» What you will do
The response should consist of every line below, restated exactly, with no pictures.

» Region pointing data
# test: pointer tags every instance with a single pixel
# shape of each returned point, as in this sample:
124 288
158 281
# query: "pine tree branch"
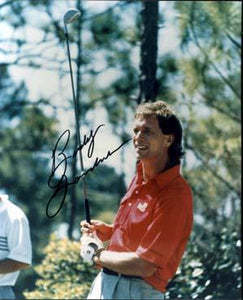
234 90
212 170
209 102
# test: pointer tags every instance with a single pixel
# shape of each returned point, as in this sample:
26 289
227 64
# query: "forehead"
146 121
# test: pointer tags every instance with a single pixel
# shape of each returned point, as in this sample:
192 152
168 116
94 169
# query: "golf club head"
71 15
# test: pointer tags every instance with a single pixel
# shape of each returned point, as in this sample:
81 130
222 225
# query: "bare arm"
10 265
127 263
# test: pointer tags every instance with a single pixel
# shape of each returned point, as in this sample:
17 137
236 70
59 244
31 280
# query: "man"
15 246
154 221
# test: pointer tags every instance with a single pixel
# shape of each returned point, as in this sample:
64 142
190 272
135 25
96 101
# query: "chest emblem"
142 207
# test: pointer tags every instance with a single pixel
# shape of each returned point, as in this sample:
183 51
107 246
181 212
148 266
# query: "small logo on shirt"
142 207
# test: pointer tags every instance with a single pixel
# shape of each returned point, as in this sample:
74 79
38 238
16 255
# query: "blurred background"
187 53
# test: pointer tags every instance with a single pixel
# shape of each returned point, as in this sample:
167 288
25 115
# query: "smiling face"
150 143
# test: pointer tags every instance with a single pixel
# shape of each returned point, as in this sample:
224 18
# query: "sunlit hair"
168 123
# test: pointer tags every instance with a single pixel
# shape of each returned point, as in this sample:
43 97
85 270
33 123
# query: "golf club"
70 16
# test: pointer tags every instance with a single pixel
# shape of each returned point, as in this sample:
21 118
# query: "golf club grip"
86 210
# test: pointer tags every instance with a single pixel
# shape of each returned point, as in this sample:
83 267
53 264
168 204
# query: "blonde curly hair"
168 123
158 108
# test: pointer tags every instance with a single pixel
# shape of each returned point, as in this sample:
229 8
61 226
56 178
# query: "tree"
149 48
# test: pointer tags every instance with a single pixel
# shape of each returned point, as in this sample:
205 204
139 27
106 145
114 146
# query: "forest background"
187 53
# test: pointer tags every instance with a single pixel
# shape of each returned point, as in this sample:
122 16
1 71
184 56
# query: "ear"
169 139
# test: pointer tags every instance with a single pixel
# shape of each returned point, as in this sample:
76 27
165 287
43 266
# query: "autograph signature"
60 164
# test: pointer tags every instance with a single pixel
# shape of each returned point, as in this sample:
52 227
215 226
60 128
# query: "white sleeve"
19 242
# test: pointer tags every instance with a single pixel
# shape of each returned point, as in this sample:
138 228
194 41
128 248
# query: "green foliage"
211 267
62 273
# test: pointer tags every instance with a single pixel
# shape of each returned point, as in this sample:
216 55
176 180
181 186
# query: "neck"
151 169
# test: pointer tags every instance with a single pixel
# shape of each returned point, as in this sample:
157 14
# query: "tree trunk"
148 53
76 170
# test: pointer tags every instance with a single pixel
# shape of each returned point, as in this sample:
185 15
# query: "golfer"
154 220
15 246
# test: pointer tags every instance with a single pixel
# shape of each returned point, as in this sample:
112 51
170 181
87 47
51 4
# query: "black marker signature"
60 186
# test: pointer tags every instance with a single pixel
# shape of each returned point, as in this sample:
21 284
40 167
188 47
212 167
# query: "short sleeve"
168 232
19 242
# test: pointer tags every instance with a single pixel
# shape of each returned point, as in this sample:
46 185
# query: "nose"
138 136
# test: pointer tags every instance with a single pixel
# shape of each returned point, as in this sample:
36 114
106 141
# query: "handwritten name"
60 161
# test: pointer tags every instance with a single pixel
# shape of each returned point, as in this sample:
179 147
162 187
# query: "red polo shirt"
155 221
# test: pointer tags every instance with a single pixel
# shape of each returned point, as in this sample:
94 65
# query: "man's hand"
101 229
89 247
10 265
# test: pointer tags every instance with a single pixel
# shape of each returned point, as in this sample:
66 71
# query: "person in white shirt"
15 246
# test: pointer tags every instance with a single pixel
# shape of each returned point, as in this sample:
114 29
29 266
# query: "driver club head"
71 15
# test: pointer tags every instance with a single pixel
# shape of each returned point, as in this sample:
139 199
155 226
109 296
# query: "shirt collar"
162 179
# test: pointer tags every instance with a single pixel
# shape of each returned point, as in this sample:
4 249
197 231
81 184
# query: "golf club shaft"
86 201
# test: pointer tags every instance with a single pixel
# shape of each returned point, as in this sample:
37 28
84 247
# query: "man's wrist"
96 256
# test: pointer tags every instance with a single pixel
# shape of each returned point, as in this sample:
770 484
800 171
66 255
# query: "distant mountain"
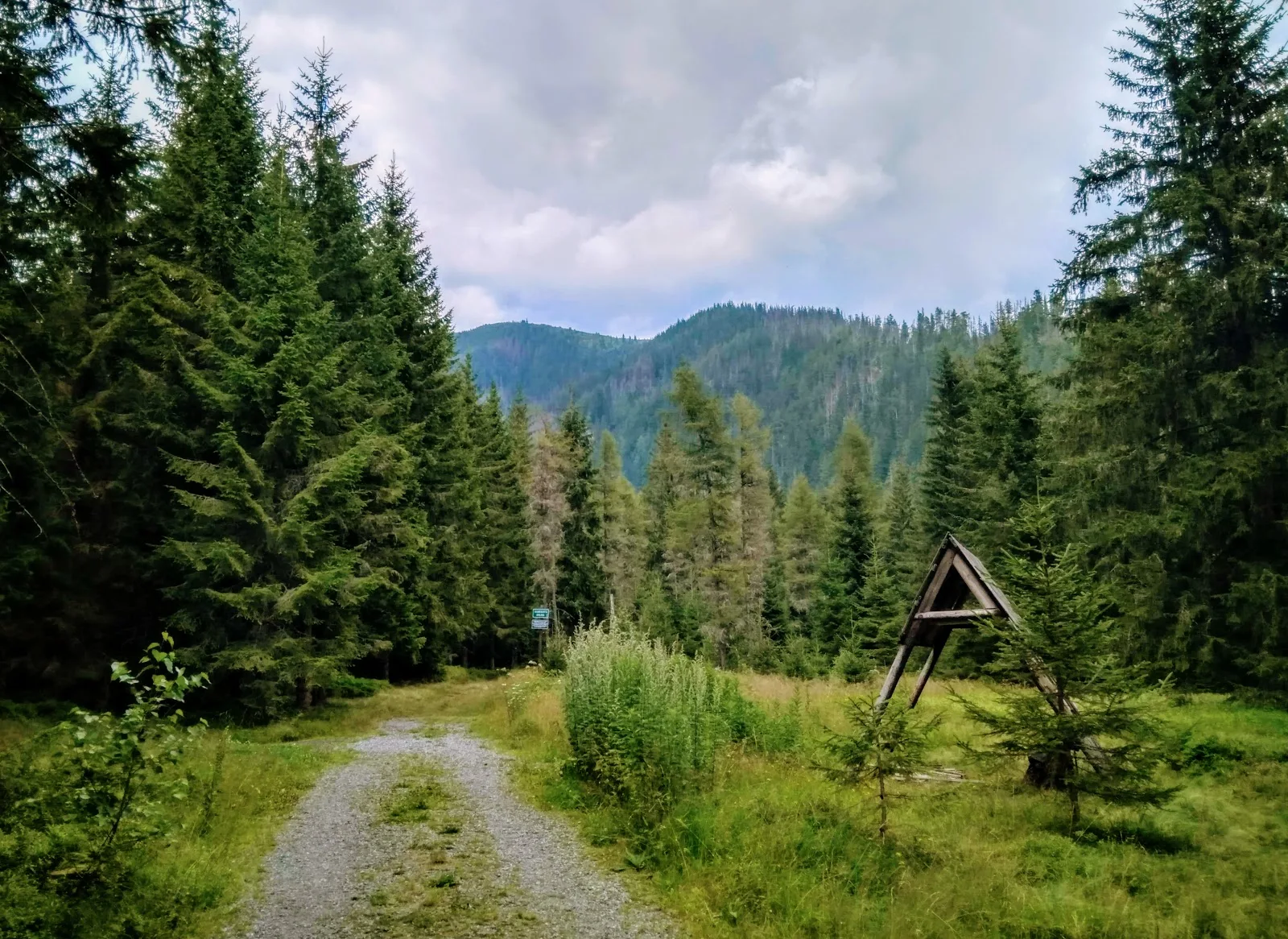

» Reply to the exercise
# test: pointer tags every instance with a single pixel
# shape of each returned point, as in this sample:
124 288
158 281
# query: "pine tree branch"
234 90
212 170
209 102
# test: pointer tags every instance with a single pixel
# shape of each returned point, as in this sample:
26 289
227 64
# query: "forehead"
146 121
# test: pointer tags every instance with a single pixel
# shape of each returned point, as in this sample:
192 152
168 116
94 169
# query: "golf club head"
71 15
# test: pointer tags every instance with a single pixel
# shape of each returned point, as in this sample:
81 130
222 225
# query: "bare arm"
10 265
127 263
# test: pointer tags every instance with a single pixel
# shape of each returned point, as in this sample:
17 137
236 70
59 244
31 280
# query: "man"
15 246
154 221
# test: pointer tags every instance with a single pixel
# shape of each returned point, as in this sample:
64 142
190 272
135 25
96 101
# query: "chest emblem"
142 207
# test: pointer tags every instance with a single pixel
# shape of each returned point, as in this sample:
183 51
107 246
181 212
148 266
# query: "small logo on shirt"
142 207
# test: pointer tags every instance with a single pixel
# shape of each returned point, as in this sample:
74 79
38 238
16 255
# query: "blurred background"
187 53
# test: pointer tags every instance with a single pixel
# shape of each returned point, as in this sample:
167 288
25 115
# query: "smiling face"
150 143
# test: pointer tags every instance with a single pixel
# shape of each returned point, as in this sample:
224 18
# query: "sunlit hair"
168 123
# test: pointer tags every instance with a single pixel
# shape of each returned point, as in this sample:
43 97
85 270
33 123
# query: "golf club"
70 16
# test: pointer tags every instance with a single pixel
# shape of each returned point, as in this sample:
21 118
# query: "golf club grip"
86 210
# test: pointer tags every instance with a single pixel
# shape of each returned point, as in this sample:
83 267
53 264
168 204
# query: "blonde curly hair"
168 123
158 108
# test: pointer tags every instance with a single pixel
# shape of each returned point, as in this sample:
229 8
61 226
56 178
# query: "tree"
149 48
# test: pointer tags every instance with a single pixel
# shape of each returned point, as in this sample:
205 204
139 27
106 145
114 146
# query: "forest background"
187 53
# test: pointer tags every instance with a single pixel
# shape of each returned point, as in this sample:
122 16
1 71
184 56
# query: "ear"
169 139
# test: pointer tags every instance with a single pixel
# shape of each returned point, as in this sample:
76 27
165 287
43 266
# query: "autograph signature"
60 164
# test: pointer tags every instance with a single pixel
# shape of each returned point, as in this sample:
52 227
215 226
60 128
# query: "white sleeve"
19 242
# test: pointer tags every instance with a single pixel
# shape of each returned point, as in this sample:
138 228
194 41
128 248
# query: "green foliage"
211 267
62 273
# test: pointer tags every instance with a single pixel
# shape of each returned point, as in this sample:
216 55
176 180
181 186
# query: "neck"
151 169
# test: pointer tags every instance with a single pixel
# shape of each returned point, as in this sample:
157 14
# query: "tree trunk"
148 53
76 170
# test: pointer tags every instance with a single pixel
# shape of each returned point, as in this sample:
185 15
# query: "golfer"
154 220
15 246
# test: pointer tags every instance with a single pixel
# shape of each returned point, as in this sample:
112 51
170 181
87 47
51 4
# query: "black marker signature"
60 186
# test: pointer tags every instance with a single pixel
# shape of each returned point, as in this sample:
21 284
40 167
188 47
212 167
# query: "short sleeve"
168 232
19 242
# test: pointer tags every instance with a single pixel
# shape of each returned point, as in this sample:
46 185
# query: "nose"
138 136
# test: pointer tags every instance with a single pixel
# shape of each returned point, as in this sample:
36 114
106 141
# query: "handwritten name"
60 161
# test: pointer tags every instance with a single pixel
# shape of each returned point, as in this sample:
179 147
162 187
# query: "red polo shirt"
155 221
# test: pointer tags every instance with a single pixel
# shape of each returned point, as in this sample:
94 65
# query: "man's hand"
101 229
89 247
10 265
# test: pointer tags every instance with a single pixel
# shape of each returned point, as in this sample:
66 71
# query: "person in white shirt"
15 246
# test: pointer tags every instance with a single pixel
# shape of each returned point, as in this sample:
114 29
29 266
# query: "driver club head"
71 15
# test: pointer tags every instance with a single pixel
# shape of each returned point, as in this sample:
139 199
155 226
109 296
# query: "shirt collar"
162 179
# test: pointer tags every instance with a single pixel
# shape of each returned point, as in this sample:
4 249
197 231
81 184
# query: "golf club shaft"
86 201
# test: pointer tags every instance with a single pixel
# shape of each returned point, as in this sample:
37 28
84 247
# query: "man's wrist"
96 256
# test: pointer tags every instance with a single pixel
# shape of each returned point, as in this sample:
770 484
800 171
66 255
# query: "distant mountain"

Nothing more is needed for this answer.